SELECTION:
^^^^^^^^^^^^^^^^

Domaine du Moulin, Gaillac (France) "Cuvée Reserve Rouge" 2007 ($11, Michael Skurnik Wines):  Gaillac in southwest France is the source of this earthy red wine made from Duras and Syrah.  It has a very deep ruby color, low intensity dark fruits like plums with earthy back notes, tart entry, light-medium flavors, full tannins, 12.5% alcohol and a medium finish.  This wine needs hearty foods like grilled red meats. 88 Gerald D. Boyd Nov 22, 2011

Chateau Lastours, Gaillac (Southwestern France) 2006 ($12, Baron Francois Ltd.):  This blend of Syrah, Merlot, Cabernet Sauvignon and Braucol, the local name in Gaillac, southwestern France for Fer Servadou, was aged in oak for 12 months.  It has a medium ruby color, slightly roasted warm-climate nose with herbaceous notes and low intensity dark fruits, while the flavors are a bit thin supported by medium-full tannins and 12.5% alcohol.  The price is right but this wine should be consumed now. 86 Gerald D. Boyd May 3, 2011

1907, Madiran (Southwest France) 2007 ($14, Fruit of the Vines):  The wine is a blend of several different grapes, notably Tannat, the flagship grape of Soutwestern France (and also Uruguay).  As is fairly common in Madiran, Cabernet Sauvignon makes its presence felt too in the blend.  While Tannat is known for its intense tannic structure, 1907 does not overwhelm the palate with tannins, and is in fact fairly supple.  It has a dark, inky purplish hue, raspberry aromas, a robust body and spicy, peppery flavors laced with blackberries.
89 Marguerite Thomas Oct 18, 2011

Château de Viella, Madiran (Sud Ouest, France) "Tradition" 2010 ($14, Sussex Wine Merchants): The 40% Cabernet Franc is strong in this blend with 60% Tannat, imparting a brambly, light raspberry flavor with plenty of fruit and a lighter body than you'd expect, although you can't miss the Tannat's tannins on the finish.  13.5% alcohol.
89 W. Blake Gray Nov 12, 2013

Maestria, Madiran (Sud Ouest, France) 2011 ($11, AW Direct): There is always a market in the US for big-bodied, intense red wines at bargain prices.  First it was Aussie Shiraz, then when we tired of that, it became Argentine Malbec.  When that fad fades, Madirans like this wine await our attention.  Made by the Plaimont co-op from Tannat, Cabernet Sauvignon and Cabernet Franc, this is a bruiser with plenty of dark cherry fruit and tannins, yet stays fresh as you'd hope a French wine should.  Good wine for tailgating on a cold day.  14% alcohol.

^^^^^^^^^^^^^^^^

Dataset records:
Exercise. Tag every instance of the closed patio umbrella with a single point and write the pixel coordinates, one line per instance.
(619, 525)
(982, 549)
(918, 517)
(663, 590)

^^^^^^^^^^^^^^^^

TO-DO LIST:
[1] According to the wine reviews, how long was the Chateau Lastours 2006 aged in oak?
[2] Please list every importer named in parentheses after the prices in the wine reviews.
[3] Extend the wine reviews, picking up right after their final sentence.

ANSWERS IN ORDER:
[1] 12 months.

[2] Michael Skurnik Wines, Baron Francois Ltd., Fruit of the Vines, Sussex Wine Merchants, AW Direct

[3]
89 W. Blake Gray Nov 12, 2013

Clos Basté, Madiran (Sud Ouest, France) “Esprit Basté” 2009 ($16, Wines of France): Previously the oenologist for the well-known Madiran winery Château d'Aydie, Philippe Sur bought a run-down estate in 1998 and has been slowly updating it.  He is working on organic certification and has it for a couple of parcels.  This wine, 70% Tannat and 30% Cabernet Franc, initially seems like it's going to be enormous -- it's dark, the "legs" in the glass are huge, and the flavors are of ripe Concord grape.  But it turns out to be lighter on its feet than you expect, with a subtle finish.  13.5% alcohol.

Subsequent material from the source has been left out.